(Lines of data)
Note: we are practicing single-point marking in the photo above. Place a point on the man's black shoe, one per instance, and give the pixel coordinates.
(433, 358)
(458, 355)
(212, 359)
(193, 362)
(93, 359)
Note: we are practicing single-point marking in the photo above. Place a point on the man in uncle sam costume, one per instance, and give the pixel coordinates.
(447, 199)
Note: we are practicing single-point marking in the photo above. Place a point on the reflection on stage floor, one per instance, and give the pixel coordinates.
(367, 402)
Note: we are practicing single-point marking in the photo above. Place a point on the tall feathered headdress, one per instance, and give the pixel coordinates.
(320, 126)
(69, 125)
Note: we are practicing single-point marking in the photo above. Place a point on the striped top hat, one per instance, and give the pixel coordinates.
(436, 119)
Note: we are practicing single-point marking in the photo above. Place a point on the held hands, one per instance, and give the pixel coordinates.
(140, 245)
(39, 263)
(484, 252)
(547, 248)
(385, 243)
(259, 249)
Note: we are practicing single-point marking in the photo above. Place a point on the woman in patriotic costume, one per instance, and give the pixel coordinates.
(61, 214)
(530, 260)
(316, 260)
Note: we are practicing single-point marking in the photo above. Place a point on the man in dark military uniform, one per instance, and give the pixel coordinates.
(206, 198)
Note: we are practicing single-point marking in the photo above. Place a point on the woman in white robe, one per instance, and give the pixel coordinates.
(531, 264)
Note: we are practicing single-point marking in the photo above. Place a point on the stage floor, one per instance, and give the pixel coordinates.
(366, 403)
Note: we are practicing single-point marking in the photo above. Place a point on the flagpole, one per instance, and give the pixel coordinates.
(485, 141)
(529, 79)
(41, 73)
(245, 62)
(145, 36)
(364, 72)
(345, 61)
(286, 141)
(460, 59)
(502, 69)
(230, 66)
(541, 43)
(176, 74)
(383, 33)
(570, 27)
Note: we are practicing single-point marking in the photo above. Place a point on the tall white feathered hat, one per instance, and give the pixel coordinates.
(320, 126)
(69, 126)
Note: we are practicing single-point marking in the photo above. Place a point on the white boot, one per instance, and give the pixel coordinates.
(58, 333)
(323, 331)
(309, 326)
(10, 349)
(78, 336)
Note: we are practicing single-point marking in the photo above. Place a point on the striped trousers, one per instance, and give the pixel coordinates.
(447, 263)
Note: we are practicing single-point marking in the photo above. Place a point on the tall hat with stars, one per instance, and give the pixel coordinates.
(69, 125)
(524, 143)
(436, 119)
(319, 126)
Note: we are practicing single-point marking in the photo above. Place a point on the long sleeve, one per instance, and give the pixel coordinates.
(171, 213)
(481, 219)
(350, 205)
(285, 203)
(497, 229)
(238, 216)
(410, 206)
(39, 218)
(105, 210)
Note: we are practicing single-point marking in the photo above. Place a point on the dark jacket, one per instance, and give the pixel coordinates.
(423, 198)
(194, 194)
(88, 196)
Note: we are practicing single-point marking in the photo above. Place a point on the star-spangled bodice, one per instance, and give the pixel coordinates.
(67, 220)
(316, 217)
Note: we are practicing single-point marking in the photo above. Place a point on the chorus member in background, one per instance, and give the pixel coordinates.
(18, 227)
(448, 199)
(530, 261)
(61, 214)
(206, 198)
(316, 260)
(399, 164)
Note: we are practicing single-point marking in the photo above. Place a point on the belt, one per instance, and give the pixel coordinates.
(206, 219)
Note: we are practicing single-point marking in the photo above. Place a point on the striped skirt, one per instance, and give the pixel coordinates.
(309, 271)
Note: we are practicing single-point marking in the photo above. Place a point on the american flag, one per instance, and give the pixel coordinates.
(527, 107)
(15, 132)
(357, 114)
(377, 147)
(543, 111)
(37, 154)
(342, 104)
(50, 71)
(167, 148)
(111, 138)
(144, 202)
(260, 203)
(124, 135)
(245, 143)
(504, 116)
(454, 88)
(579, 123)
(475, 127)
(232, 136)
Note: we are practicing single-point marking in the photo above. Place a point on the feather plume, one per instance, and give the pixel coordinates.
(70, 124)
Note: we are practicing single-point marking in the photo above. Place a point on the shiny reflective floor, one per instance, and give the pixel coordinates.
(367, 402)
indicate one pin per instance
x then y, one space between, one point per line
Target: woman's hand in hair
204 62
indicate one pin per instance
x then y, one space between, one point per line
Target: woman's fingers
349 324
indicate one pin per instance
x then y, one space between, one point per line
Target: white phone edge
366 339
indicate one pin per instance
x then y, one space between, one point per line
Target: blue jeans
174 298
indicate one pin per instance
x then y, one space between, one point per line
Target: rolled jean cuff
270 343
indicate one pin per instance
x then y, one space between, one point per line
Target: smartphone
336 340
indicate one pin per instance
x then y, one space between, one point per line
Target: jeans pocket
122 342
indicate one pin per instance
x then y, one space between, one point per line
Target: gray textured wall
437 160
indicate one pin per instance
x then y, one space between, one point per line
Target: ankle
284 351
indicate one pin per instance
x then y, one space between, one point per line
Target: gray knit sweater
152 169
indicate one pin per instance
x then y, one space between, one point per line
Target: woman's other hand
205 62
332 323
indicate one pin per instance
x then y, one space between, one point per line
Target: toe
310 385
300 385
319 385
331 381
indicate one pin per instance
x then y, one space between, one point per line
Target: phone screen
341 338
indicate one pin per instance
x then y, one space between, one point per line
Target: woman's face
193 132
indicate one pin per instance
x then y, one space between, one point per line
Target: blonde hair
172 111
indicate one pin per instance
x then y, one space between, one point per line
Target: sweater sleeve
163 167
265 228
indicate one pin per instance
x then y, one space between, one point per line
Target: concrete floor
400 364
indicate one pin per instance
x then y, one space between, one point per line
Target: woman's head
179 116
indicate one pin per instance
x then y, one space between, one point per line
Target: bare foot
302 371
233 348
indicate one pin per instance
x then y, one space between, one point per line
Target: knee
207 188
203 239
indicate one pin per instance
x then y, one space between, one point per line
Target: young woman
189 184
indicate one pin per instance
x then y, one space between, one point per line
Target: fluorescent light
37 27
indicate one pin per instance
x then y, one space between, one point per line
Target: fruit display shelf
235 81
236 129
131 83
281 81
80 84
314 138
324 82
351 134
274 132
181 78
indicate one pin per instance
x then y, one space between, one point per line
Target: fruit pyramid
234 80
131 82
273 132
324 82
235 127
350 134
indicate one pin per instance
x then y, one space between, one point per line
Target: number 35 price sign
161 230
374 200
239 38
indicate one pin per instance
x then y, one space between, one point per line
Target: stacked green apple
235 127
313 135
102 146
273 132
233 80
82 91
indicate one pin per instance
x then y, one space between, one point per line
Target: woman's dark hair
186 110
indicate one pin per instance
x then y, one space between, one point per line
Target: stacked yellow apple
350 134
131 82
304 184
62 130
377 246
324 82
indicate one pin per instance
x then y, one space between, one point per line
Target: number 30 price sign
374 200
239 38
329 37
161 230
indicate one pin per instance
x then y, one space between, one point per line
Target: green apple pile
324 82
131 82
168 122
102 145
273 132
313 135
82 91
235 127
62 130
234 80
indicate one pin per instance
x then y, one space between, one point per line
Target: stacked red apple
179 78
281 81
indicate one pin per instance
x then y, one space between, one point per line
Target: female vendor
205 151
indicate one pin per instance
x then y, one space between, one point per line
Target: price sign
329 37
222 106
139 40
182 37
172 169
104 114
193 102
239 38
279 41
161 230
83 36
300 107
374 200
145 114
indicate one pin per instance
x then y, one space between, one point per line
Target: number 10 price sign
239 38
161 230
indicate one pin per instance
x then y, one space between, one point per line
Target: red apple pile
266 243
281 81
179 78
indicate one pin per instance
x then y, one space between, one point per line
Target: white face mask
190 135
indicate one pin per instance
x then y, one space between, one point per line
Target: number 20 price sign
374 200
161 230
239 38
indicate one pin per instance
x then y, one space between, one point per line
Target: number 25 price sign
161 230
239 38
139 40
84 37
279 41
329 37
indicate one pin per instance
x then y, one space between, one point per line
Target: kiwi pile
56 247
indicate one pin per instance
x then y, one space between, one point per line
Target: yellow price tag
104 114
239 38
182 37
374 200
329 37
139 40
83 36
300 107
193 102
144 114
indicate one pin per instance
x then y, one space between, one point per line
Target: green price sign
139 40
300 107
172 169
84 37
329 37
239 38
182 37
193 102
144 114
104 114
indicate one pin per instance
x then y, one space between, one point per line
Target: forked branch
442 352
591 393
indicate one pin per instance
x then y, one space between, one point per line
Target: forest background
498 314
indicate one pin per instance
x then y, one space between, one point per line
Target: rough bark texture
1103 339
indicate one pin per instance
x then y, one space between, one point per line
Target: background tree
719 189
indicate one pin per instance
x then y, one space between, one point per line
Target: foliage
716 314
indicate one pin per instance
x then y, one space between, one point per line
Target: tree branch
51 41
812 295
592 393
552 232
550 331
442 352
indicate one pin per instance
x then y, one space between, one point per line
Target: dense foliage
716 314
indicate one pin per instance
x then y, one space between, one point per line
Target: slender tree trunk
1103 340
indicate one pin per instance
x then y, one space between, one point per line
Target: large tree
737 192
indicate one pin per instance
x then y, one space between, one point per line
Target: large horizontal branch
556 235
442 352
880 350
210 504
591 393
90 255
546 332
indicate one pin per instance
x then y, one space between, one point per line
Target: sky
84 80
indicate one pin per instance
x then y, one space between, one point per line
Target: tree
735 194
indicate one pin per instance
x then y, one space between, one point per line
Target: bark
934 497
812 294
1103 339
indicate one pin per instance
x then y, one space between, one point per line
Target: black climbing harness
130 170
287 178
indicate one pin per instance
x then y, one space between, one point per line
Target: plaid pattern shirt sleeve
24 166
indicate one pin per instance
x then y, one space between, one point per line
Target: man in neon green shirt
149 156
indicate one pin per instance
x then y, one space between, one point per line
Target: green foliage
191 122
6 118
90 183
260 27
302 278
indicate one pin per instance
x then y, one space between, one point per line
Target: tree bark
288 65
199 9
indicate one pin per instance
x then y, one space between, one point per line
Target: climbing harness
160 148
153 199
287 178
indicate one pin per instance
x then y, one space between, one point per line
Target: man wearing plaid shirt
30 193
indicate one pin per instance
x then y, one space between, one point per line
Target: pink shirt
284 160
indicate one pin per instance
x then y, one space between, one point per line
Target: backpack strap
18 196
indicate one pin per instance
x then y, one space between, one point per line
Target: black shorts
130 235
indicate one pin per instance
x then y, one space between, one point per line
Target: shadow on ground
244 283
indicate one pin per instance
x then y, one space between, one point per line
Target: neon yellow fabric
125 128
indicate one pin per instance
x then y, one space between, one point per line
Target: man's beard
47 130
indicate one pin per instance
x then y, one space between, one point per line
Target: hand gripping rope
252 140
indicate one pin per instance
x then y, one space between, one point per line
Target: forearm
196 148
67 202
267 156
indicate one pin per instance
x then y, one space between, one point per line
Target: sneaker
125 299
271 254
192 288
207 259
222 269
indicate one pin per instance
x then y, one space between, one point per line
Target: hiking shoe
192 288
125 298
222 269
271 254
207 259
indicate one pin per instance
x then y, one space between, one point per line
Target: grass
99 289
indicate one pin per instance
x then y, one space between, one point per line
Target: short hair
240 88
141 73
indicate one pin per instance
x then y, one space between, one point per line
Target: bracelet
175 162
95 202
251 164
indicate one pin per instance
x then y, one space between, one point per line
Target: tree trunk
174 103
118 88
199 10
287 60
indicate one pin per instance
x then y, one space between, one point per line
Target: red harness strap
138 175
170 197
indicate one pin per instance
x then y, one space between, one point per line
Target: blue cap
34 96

### Goal
Report each line of the entries above that contains the string "stage", copying every such line in full. A match must have the same case.

### Response below
Note: we are practicing single-point marking in the photo above. Place a point on the reflection on stage floor, one per instance, and give the pixel coordinates.
Note: we are practicing single-point marking in the photo above. Place a point on the stage floor, one per instance, and give the pixel coordinates.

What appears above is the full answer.